● Brief
Each record below needs to be written out exactly as it appears.

● Data extract
= = = = = = =
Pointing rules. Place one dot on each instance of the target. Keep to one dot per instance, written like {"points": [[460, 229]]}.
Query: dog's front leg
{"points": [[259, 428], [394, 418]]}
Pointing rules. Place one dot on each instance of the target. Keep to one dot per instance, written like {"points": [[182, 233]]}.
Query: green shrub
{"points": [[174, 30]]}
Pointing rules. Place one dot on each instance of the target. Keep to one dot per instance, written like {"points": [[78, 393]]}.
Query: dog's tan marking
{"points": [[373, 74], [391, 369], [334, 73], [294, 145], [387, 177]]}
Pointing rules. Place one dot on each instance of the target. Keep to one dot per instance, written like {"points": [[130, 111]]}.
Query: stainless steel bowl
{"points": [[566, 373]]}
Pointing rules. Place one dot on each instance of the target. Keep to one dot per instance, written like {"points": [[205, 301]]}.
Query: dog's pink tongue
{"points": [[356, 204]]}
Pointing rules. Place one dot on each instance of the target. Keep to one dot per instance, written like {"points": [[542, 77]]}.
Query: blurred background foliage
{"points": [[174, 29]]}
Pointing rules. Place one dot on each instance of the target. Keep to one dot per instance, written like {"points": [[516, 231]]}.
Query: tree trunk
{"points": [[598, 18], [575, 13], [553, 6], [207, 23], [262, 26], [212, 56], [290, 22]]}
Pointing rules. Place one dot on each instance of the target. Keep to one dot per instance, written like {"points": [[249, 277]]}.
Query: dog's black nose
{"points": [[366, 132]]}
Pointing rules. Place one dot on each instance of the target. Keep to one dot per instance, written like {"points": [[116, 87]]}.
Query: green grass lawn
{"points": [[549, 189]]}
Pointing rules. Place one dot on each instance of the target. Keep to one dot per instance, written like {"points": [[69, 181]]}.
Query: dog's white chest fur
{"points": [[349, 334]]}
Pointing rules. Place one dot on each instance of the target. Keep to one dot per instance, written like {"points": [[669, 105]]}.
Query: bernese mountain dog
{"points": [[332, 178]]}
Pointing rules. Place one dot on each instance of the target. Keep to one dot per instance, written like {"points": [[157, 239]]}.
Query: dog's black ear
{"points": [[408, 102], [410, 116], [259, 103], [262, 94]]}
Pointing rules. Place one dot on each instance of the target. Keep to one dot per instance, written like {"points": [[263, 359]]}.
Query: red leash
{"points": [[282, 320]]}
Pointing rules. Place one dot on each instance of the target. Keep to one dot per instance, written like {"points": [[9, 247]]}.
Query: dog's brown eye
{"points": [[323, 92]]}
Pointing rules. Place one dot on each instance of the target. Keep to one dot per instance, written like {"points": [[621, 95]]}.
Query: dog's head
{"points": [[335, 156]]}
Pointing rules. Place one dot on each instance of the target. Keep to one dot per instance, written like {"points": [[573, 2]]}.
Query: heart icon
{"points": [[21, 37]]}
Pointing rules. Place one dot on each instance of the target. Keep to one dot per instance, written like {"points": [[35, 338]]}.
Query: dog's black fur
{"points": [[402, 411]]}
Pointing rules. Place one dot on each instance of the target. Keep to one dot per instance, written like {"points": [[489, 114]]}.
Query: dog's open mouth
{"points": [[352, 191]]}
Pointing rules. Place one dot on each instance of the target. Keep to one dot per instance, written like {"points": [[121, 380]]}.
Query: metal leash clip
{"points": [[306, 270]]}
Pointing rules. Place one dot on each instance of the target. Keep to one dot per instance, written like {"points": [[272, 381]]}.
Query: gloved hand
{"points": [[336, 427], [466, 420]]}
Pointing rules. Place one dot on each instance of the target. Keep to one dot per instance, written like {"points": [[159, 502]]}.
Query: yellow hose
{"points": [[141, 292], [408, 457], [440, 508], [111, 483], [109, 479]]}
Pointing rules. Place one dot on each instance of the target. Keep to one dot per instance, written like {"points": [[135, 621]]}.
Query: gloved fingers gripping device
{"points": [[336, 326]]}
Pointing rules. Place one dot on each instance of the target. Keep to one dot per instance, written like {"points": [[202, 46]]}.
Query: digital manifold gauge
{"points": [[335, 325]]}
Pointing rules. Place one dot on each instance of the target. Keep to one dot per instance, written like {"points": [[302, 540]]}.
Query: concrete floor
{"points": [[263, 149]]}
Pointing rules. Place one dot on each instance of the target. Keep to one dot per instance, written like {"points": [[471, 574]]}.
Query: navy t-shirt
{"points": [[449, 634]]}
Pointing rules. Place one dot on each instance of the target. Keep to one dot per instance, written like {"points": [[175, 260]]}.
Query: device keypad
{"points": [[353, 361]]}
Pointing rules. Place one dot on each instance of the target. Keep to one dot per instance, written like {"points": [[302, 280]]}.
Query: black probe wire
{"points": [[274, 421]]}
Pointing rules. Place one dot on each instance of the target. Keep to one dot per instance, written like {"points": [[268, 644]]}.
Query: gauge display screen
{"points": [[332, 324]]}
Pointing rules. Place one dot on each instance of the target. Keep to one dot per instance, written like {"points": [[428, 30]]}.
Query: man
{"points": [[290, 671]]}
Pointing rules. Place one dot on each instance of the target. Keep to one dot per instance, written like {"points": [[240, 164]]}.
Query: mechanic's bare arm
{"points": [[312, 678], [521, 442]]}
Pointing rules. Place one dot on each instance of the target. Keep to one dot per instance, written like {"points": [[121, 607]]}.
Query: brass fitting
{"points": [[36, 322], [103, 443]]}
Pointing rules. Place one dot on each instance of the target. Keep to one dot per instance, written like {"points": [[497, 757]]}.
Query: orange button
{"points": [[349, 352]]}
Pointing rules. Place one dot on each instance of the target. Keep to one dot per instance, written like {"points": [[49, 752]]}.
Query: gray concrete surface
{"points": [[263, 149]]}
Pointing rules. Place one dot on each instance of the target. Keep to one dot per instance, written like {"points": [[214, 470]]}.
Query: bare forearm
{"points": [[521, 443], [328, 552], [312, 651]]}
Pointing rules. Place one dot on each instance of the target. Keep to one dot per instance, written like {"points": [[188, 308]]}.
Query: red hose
= = = = = = =
● Answer space
Pointing rules. Place one dot on each instance of the target. Keep to one dot per instance, written like {"points": [[460, 229]]}.
Query: dog's front leg
{"points": [[259, 428], [394, 418]]}
Pointing rules. Place one dot on each instance of the target. Keep to one dot per instance, written like {"points": [[182, 233]]}.
Query: green shrub
{"points": [[174, 30]]}
Pointing rules. Place one dot on each instance of the target. Keep to one dot per instance, written like {"points": [[78, 393]]}.
Query: dog's tan marking
{"points": [[373, 74], [391, 369], [334, 73], [294, 145], [387, 177]]}
Pointing rules. Place one dot on each instance of the target. Keep to one dot per instance, written like {"points": [[130, 111]]}.
Query: stainless steel bowl
{"points": [[566, 373]]}
Pointing rules. Place one dot on each instance of the target. Keep to one dot per instance, written like {"points": [[205, 301]]}.
Query: dog's pink tongue
{"points": [[356, 204]]}
Pointing rules. Place one dot on each instance of the target. Keep to one dot per instance, written like {"points": [[542, 77]]}.
Query: blurred background foliage
{"points": [[174, 29]]}
Pointing rules. Place one dot on each instance of the target. Keep to one dot per instance, written like {"points": [[516, 231]]}.
Query: tree trunk
{"points": [[598, 18], [575, 13], [553, 6], [207, 23], [262, 26], [212, 56], [290, 22]]}
Pointing rules. Place one dot on each instance of the target. Keep to one dot per instance, written like {"points": [[249, 277]]}.
Query: dog's black nose
{"points": [[366, 132]]}
Pointing rules. Place one dot on each instance of the target. Keep to one dot per instance, written like {"points": [[116, 87]]}.
Query: green grass lawn
{"points": [[549, 189]]}
Pointing rules. Place one dot on each instance of the target. Keep to one dot per instance, written like {"points": [[69, 181]]}.
Query: dog's white chest fur
{"points": [[349, 334]]}
Pointing rules. Place one dot on each instance of the target. Keep to one dot per instance, written like {"points": [[669, 105]]}.
Query: bernese mountain dog
{"points": [[332, 178]]}
Pointing rules. Place one dot on each instance of the target. Keep to one dot per instance, written like {"points": [[157, 239]]}.
Query: dog's black ear
{"points": [[408, 102], [410, 116], [259, 103], [262, 94]]}
Pointing rules. Place one dot on each instance of the target. Keep to one dot per instance, written like {"points": [[263, 359]]}.
Query: red leash
{"points": [[282, 320]]}
Pointing rules. Place one dot on each instance of the target. Keep to one dot per instance, written like {"points": [[9, 247]]}.
Query: dog's brown eye
{"points": [[323, 92]]}
Pointing rules. Place one dot on each instance of the target. Keep to one dot per instance, written like {"points": [[621, 95]]}.
Query: dog's head
{"points": [[335, 156]]}
Pointing rules. Place one dot on each instance of the target. Keep to one dot per instance, written like {"points": [[573, 2]]}.
Query: heart icon
{"points": [[21, 37]]}
Pointing rules. Place one dot on each instance of the target. Keep to one dot per instance, written like {"points": [[35, 338]]}.
Query: dog's black fur
{"points": [[402, 411]]}
Pointing rules. Place one dot on each instance of the target. Keep to one dot per instance, written like {"points": [[489, 114]]}.
Query: dog's open mouth
{"points": [[352, 191]]}
Pointing rules. Place one dot on each instance of the target. Keep to one dot per instance, written like {"points": [[121, 380]]}.
Query: metal leash clip
{"points": [[306, 270]]}
Pointing rules. Place one dot on each instance of the target. Keep to one dot per instance, written like {"points": [[272, 381]]}.
Query: gloved hand
{"points": [[336, 427], [466, 420]]}
Pointing rules. Place one dot on each instance of the target. Keep to one dot per instance, written like {"points": [[159, 502]]}.
Query: yellow hose
{"points": [[141, 292], [408, 457], [440, 508], [111, 483], [109, 479]]}
Pointing rules. Place one dot on each instance of the target. Keep to one dot per instance, written like {"points": [[135, 621]]}.
Query: gloved fingers gripping device
{"points": [[336, 326]]}
Pointing rules. Place one dot on each instance of the target. Keep to one dot per instance, written like {"points": [[202, 46]]}.
Query: digital manifold gauge
{"points": [[335, 325]]}
Pointing rules. Place one dot on each instance of the target. Keep to one dot per instance, written like {"points": [[302, 540]]}.
Query: concrete floor
{"points": [[263, 149]]}
Pointing rules. Place one dot on each instance of the target. Keep to one dot per instance, written like {"points": [[471, 574]]}.
Query: navy t-shirt
{"points": [[449, 634]]}
Pointing rules. Place one dot on each instance of the target. Keep to one dot per instance, written like {"points": [[175, 260]]}.
Query: device keypad
{"points": [[353, 361]]}
Pointing rules. Place one dot on each instance of the target. Keep to one dot per instance, written like {"points": [[302, 280]]}.
Query: black probe wire
{"points": [[274, 421]]}
Pointing rules. Place one dot on each instance of the target. Keep to one dot per instance, written like {"points": [[268, 644]]}.
Query: gauge display screen
{"points": [[332, 324]]}
Pointing rules. Place one dot on each instance of the target. Keep to one dot per instance, written like {"points": [[428, 30]]}.
Query: man
{"points": [[290, 671]]}
Pointing rules. Place one dot on each instance of the target. Keep to one dot per instance, written like {"points": [[240, 164]]}.
Query: mechanic's bare arm
{"points": [[312, 678], [521, 442]]}
Pointing rules. Place one dot on each instance of the target. Keep to one dot per instance, written like {"points": [[121, 607]]}.
Query: brass fitting
{"points": [[36, 322], [103, 443]]}
Pointing rules. Place one dot on each instance of the target. Keep to one dot per instance, written like {"points": [[497, 757]]}.
Query: orange button
{"points": [[349, 352]]}
Pointing rules. Place one dot on each instance of the target. Keep to one dot per instance, written like {"points": [[49, 752]]}.
Query: gray concrete surface
{"points": [[263, 149]]}
Pointing rules. Place one dot on each instance of the target. Keep to one dot per instance, written like {"points": [[214, 470]]}.
Query: bare forearm
{"points": [[521, 443], [328, 552], [312, 651]]}
Pointing rules. Place one dot on each instance of the target. Keep to one dot per instance, written like {"points": [[188, 308]]}.
Query: red hose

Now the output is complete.